• Data in this exercise

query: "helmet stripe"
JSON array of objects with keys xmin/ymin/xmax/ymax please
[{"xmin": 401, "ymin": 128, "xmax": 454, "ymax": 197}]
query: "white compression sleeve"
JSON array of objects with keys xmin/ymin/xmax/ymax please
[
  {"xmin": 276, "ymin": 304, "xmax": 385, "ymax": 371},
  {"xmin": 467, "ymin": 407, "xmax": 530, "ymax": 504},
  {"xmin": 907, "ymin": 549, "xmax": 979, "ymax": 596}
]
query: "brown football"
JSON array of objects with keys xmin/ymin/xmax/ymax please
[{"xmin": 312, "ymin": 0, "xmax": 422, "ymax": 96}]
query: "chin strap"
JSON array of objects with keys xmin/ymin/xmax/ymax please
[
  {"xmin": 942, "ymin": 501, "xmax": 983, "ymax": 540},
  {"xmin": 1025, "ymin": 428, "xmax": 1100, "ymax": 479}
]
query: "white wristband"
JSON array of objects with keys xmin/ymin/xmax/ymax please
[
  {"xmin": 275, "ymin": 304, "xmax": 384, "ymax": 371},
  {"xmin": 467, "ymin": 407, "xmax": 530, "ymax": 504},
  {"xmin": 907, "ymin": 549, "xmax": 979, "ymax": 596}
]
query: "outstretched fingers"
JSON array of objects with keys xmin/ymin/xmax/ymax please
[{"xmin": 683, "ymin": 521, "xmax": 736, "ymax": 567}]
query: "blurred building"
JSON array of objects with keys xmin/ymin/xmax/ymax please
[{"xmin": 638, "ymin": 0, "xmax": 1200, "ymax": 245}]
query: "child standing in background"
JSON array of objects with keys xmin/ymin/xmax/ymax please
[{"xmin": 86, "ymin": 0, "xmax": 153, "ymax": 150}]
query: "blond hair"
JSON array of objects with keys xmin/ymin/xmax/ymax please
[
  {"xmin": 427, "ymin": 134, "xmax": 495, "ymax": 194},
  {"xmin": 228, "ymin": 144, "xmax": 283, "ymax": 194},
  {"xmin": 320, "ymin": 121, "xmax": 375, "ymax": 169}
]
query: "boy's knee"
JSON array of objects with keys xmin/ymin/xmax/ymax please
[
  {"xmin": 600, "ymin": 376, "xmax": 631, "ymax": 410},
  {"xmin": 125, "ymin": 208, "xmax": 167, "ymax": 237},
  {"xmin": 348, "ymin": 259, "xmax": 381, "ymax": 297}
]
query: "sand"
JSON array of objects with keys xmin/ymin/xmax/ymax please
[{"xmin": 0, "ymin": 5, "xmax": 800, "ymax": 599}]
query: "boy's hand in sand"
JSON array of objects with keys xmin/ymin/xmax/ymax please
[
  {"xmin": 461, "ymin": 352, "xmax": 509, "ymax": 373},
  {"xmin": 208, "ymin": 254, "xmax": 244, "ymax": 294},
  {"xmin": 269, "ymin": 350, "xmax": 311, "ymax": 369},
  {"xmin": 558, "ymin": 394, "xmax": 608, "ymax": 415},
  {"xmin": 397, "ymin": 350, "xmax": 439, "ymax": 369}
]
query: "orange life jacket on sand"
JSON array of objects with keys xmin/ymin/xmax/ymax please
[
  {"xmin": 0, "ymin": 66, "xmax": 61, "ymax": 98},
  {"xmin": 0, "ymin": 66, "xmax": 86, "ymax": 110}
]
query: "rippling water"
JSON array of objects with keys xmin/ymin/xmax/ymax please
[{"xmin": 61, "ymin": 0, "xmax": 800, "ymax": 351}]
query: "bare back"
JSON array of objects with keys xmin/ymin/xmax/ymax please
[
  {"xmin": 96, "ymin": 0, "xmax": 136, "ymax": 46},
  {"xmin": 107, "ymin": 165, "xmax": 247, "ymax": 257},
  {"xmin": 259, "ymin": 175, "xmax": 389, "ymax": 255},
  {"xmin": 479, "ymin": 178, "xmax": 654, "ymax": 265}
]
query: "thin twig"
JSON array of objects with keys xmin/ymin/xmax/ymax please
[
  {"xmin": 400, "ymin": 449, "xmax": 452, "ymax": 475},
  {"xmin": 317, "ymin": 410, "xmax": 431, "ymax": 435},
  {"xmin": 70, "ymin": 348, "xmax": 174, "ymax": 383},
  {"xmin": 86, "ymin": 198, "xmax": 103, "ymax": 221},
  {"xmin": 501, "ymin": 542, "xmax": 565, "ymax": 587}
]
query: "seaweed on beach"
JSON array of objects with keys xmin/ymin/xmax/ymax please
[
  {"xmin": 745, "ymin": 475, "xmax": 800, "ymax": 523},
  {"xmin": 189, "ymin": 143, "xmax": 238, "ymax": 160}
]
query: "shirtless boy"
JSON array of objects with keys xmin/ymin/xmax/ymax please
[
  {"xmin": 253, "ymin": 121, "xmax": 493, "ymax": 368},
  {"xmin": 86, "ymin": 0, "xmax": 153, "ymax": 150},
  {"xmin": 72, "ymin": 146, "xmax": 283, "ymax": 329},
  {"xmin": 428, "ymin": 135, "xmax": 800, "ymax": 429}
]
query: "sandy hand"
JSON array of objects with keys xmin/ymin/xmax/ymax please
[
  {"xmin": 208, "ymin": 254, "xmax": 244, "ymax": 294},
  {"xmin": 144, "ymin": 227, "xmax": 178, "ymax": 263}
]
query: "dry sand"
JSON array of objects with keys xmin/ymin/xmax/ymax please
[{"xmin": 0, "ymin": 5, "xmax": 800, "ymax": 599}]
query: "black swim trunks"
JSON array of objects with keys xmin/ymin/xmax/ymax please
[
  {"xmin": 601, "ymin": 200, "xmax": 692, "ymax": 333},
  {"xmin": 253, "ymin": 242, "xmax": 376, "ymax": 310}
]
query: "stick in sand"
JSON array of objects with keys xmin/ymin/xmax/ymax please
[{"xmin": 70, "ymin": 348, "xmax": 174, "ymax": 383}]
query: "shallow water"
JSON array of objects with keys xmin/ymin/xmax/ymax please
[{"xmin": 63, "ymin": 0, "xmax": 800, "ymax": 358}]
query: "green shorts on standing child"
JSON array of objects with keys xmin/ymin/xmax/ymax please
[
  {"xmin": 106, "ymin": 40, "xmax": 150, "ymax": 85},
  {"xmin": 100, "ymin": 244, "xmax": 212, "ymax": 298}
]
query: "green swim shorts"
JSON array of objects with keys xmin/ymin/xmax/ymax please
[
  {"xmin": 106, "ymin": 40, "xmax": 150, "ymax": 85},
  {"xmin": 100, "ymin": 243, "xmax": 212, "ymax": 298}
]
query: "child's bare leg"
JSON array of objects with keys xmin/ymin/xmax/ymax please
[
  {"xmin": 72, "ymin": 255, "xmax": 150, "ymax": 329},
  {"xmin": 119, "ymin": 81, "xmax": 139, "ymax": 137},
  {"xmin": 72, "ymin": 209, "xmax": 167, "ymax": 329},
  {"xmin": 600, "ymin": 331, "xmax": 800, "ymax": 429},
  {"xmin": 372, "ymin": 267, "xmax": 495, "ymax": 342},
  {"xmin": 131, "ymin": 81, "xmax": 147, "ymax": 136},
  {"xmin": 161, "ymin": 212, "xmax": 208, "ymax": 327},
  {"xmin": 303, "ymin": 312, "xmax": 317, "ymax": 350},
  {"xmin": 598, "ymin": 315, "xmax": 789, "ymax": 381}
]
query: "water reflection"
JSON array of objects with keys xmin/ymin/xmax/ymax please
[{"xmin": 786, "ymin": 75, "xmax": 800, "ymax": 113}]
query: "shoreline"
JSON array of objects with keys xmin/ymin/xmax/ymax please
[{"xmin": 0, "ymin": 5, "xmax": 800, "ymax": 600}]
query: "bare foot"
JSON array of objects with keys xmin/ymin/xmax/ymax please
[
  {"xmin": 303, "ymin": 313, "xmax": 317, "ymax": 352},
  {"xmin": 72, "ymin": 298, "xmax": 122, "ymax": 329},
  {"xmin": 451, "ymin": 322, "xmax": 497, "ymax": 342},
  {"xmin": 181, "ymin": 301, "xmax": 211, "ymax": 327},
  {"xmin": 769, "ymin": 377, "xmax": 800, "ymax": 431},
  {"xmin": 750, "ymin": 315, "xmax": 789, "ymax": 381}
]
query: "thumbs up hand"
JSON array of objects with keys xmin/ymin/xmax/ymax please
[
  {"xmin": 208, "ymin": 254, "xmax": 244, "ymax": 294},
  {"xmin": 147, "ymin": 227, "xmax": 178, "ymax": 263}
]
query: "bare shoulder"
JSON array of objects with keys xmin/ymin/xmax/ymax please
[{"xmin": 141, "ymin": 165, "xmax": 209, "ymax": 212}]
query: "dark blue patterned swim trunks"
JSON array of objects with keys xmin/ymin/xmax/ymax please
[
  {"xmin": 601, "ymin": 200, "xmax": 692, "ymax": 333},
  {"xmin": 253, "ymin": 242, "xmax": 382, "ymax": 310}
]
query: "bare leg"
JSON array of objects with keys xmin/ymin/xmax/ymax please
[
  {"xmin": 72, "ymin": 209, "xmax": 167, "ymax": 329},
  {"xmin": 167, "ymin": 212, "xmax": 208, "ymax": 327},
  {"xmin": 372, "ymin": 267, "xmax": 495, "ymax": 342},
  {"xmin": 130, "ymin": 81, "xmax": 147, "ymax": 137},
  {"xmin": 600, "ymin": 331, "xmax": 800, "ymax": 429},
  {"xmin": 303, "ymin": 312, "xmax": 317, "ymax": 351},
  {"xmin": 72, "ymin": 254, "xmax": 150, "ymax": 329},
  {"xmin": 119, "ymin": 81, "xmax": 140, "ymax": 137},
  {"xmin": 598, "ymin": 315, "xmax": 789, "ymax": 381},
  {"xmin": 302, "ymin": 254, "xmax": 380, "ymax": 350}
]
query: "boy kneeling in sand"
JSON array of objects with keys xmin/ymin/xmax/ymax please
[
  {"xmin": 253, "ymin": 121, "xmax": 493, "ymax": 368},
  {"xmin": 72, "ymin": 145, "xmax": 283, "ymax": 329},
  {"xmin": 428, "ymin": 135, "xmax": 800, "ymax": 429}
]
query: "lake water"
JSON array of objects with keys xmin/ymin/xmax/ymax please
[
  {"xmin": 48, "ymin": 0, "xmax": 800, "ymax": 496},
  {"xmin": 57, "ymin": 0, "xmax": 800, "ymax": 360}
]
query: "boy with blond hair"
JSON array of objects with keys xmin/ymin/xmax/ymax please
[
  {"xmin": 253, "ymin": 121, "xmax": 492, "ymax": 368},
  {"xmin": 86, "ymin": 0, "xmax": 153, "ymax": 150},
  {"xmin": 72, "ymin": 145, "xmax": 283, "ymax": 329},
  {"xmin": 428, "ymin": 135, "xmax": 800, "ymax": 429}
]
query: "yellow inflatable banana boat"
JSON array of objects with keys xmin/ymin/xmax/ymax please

• Description of the task
List every line of the data above that contains the word "child", copying each one in full. Case counts when matching.

• Problem solution
query: "child standing in background"
query: "green shorts on standing child"
query: "child's bare leg"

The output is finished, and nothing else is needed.